THE RECORDS ::
|---|

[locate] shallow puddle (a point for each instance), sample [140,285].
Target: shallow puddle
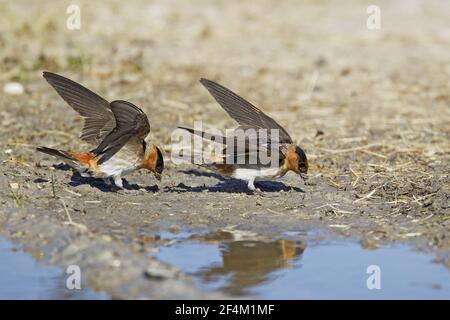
[287,269]
[22,277]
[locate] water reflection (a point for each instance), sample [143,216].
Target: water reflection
[22,277]
[250,263]
[242,265]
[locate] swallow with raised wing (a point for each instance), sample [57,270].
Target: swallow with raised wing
[290,156]
[118,130]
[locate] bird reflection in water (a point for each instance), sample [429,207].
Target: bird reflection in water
[249,263]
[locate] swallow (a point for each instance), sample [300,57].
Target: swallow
[118,130]
[290,156]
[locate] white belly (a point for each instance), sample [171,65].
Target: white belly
[117,167]
[251,174]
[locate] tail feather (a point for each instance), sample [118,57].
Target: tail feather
[205,135]
[56,153]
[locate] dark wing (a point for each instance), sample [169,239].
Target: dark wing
[131,124]
[246,114]
[98,118]
[240,148]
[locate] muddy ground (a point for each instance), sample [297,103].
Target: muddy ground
[369,107]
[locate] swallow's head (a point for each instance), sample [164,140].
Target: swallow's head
[296,160]
[154,162]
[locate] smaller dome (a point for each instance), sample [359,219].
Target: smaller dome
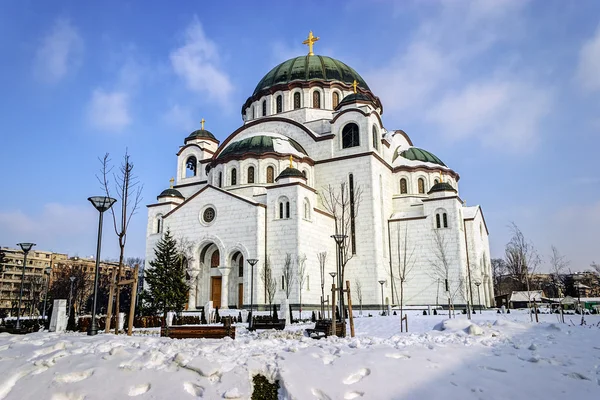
[201,134]
[441,187]
[171,193]
[291,172]
[416,154]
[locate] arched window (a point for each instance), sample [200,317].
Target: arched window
[350,136]
[335,99]
[316,99]
[306,209]
[250,174]
[403,186]
[214,259]
[191,166]
[159,223]
[375,139]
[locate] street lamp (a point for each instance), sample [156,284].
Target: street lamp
[26,247]
[47,271]
[477,283]
[101,203]
[252,263]
[339,241]
[72,279]
[381,282]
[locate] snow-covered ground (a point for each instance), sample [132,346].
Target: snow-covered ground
[501,357]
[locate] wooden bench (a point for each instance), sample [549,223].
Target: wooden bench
[278,326]
[323,328]
[199,331]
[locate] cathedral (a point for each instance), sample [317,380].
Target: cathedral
[311,159]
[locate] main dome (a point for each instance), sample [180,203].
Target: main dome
[310,68]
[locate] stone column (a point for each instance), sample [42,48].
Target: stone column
[193,272]
[224,286]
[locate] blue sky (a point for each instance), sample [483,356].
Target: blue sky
[507,93]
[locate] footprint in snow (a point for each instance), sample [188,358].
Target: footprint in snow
[353,395]
[73,377]
[357,377]
[137,390]
[193,389]
[319,394]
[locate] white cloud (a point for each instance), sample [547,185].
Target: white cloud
[197,63]
[589,63]
[59,53]
[495,112]
[109,110]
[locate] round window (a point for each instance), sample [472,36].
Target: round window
[209,215]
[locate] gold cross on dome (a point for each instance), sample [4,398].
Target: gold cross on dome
[310,41]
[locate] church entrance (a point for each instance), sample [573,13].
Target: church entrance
[215,292]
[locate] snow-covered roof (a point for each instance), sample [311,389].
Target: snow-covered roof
[534,295]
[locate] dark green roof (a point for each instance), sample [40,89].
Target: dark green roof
[171,193]
[199,134]
[310,68]
[355,97]
[291,172]
[414,153]
[441,187]
[258,145]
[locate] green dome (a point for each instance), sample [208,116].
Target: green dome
[416,154]
[201,134]
[310,68]
[263,144]
[291,172]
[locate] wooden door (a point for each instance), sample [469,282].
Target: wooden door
[216,291]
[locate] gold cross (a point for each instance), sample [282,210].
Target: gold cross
[310,41]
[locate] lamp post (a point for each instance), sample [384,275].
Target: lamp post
[252,263]
[26,247]
[47,271]
[381,282]
[478,283]
[339,241]
[72,279]
[100,203]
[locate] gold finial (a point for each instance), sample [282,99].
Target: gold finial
[310,41]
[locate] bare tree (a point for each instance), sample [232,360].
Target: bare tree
[522,259]
[406,263]
[288,275]
[322,256]
[266,274]
[301,276]
[358,291]
[129,192]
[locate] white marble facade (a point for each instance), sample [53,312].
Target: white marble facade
[228,217]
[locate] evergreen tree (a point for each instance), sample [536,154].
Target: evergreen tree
[166,277]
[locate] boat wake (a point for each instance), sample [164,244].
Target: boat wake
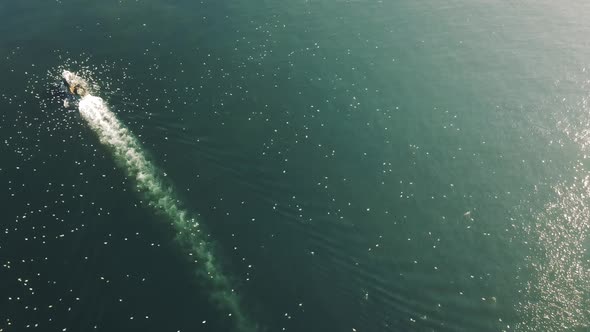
[129,154]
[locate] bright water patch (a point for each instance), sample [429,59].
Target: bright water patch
[128,152]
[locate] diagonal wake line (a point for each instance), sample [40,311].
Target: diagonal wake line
[127,151]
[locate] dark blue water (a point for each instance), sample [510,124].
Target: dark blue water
[357,165]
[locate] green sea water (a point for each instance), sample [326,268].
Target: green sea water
[354,166]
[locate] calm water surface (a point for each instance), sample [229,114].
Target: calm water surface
[357,165]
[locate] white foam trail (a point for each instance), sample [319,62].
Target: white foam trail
[127,151]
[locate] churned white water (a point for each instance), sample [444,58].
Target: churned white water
[129,154]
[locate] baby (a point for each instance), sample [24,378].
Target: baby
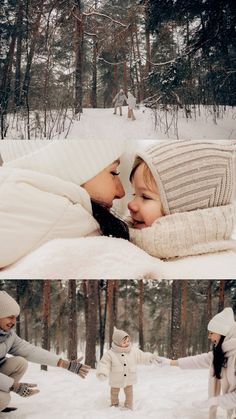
[119,364]
[183,197]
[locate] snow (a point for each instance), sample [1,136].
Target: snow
[166,392]
[101,123]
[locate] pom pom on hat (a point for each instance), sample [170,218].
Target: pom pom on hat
[118,335]
[8,306]
[222,322]
[75,161]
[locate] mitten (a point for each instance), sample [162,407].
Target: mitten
[206,404]
[75,366]
[24,389]
[161,361]
[102,377]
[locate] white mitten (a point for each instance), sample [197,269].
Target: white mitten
[206,404]
[161,361]
[102,377]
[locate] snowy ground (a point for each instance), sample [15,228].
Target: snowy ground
[161,393]
[101,123]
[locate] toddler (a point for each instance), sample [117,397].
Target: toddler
[183,198]
[119,364]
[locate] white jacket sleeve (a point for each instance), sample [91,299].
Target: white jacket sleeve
[196,362]
[104,365]
[33,353]
[227,401]
[35,209]
[5,383]
[144,357]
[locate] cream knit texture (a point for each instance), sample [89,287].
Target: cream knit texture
[191,174]
[8,306]
[76,161]
[118,335]
[188,233]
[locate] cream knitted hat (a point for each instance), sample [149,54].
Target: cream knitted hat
[191,174]
[222,322]
[118,335]
[8,306]
[76,161]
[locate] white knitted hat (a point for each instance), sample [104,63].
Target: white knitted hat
[118,335]
[71,160]
[222,322]
[8,306]
[191,174]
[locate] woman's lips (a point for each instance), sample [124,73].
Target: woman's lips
[137,223]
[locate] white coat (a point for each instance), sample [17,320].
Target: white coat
[36,208]
[227,384]
[121,367]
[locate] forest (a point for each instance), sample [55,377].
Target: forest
[58,57]
[167,317]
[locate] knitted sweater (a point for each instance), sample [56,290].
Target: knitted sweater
[120,365]
[12,344]
[188,233]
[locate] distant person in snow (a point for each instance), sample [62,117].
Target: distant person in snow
[221,362]
[131,100]
[119,365]
[183,199]
[52,189]
[119,100]
[13,368]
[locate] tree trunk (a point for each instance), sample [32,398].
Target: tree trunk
[112,299]
[91,331]
[19,30]
[141,302]
[176,344]
[221,295]
[79,41]
[72,324]
[46,318]
[102,304]
[184,290]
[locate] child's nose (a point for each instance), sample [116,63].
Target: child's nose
[120,192]
[132,206]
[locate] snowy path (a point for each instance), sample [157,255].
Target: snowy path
[101,123]
[161,393]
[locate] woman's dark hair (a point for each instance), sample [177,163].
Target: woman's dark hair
[109,224]
[219,358]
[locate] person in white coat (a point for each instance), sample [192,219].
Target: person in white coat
[13,368]
[119,364]
[183,199]
[119,100]
[131,100]
[53,189]
[221,362]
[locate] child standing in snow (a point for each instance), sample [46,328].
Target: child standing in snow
[183,201]
[119,101]
[131,100]
[119,364]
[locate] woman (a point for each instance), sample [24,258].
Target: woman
[221,362]
[57,189]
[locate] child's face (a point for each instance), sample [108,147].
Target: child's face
[125,342]
[146,206]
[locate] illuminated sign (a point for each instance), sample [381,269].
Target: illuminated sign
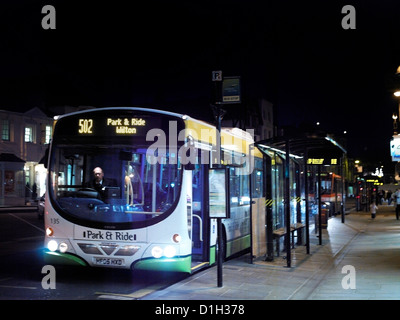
[322,161]
[395,148]
[120,126]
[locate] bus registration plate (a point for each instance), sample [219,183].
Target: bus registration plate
[112,262]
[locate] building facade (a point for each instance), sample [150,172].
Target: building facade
[24,139]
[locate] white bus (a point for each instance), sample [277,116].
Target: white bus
[152,209]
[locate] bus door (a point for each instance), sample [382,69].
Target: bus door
[200,221]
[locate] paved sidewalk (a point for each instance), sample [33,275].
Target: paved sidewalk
[371,246]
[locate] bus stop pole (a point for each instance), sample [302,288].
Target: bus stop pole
[287,205]
[306,191]
[319,206]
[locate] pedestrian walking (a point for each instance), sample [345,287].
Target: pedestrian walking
[373,207]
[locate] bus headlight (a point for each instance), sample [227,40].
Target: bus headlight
[156,252]
[49,231]
[176,238]
[52,245]
[63,247]
[169,251]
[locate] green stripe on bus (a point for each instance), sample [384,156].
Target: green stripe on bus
[183,264]
[63,258]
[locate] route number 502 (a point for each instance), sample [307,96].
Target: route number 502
[85,126]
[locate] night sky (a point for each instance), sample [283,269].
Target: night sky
[161,54]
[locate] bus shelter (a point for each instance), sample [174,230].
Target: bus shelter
[294,166]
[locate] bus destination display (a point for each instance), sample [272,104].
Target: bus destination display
[117,126]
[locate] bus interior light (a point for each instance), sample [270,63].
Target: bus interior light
[176,238]
[156,252]
[63,247]
[169,251]
[52,245]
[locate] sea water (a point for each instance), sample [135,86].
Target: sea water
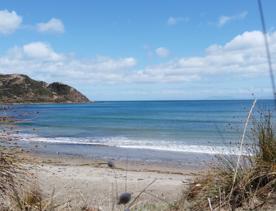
[167,127]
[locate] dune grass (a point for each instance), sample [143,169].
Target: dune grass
[254,179]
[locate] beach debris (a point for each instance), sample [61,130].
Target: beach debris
[124,198]
[110,164]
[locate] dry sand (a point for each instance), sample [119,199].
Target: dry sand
[81,182]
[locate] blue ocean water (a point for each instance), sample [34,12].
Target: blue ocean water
[175,126]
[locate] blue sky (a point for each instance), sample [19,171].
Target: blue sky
[141,50]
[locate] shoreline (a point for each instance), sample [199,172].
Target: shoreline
[90,182]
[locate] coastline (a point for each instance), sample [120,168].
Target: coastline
[83,180]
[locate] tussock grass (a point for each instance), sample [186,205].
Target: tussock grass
[249,186]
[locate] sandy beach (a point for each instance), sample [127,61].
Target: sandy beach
[79,182]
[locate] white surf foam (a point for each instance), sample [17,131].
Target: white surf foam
[123,142]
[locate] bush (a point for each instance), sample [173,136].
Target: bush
[255,179]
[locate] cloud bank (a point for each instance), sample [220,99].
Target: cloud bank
[243,56]
[54,25]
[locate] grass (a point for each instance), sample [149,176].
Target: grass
[248,186]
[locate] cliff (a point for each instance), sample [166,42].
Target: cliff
[17,88]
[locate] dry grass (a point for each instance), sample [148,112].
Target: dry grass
[255,182]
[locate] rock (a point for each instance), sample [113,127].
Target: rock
[17,88]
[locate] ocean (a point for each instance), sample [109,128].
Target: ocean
[146,130]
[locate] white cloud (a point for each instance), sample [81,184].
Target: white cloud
[40,50]
[9,21]
[162,52]
[226,19]
[54,26]
[243,56]
[175,20]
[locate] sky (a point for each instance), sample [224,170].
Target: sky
[141,49]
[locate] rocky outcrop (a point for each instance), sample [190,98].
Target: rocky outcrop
[17,88]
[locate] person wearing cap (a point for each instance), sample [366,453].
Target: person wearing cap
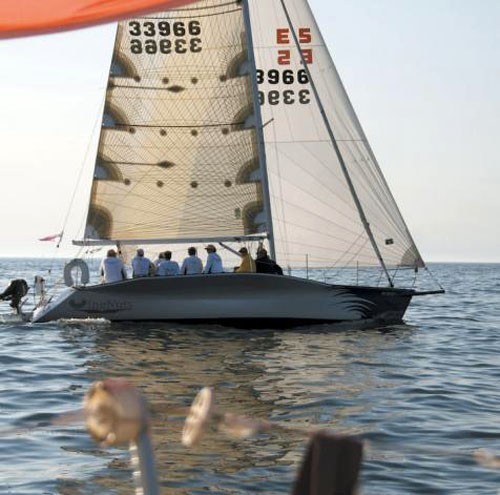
[141,266]
[247,264]
[214,261]
[191,265]
[112,268]
[167,266]
[264,264]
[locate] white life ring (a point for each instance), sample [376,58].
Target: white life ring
[81,266]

|---|

INSTRUCTIONS TO FOLLOW ::
Print exactly the lines of the listing above starting at the line containing "[locate] bus registration" and ending at the line containing "[locate] bus headlight", both included.

FINAL ANSWER ::
[locate] bus registration plate (a point for each instance), sample [219,183].
Target: bus registration plate
[112,262]
[locate] building facade (a point for each instance), sample [150,172].
Target: building facade
[24,139]
[locate] white bus (a point for each instance), sample [277,116].
Target: white bus
[152,209]
[locate] bus door (a point for each instance), sample [382,69].
Target: bus door
[200,221]
[locate] paved sidewalk (a point for each instance), sample [33,275].
Target: paved sidewalk
[371,246]
[locate] bus stop pole (a point for each instance), sample [302,288].
Target: bus stop pole
[287,205]
[306,191]
[319,206]
[locate] pedestrian walking (a point for each instance), sample [345,287].
Target: pedestrian walking
[373,207]
[locate] bus headlight (a point for each instance), sample [227,40].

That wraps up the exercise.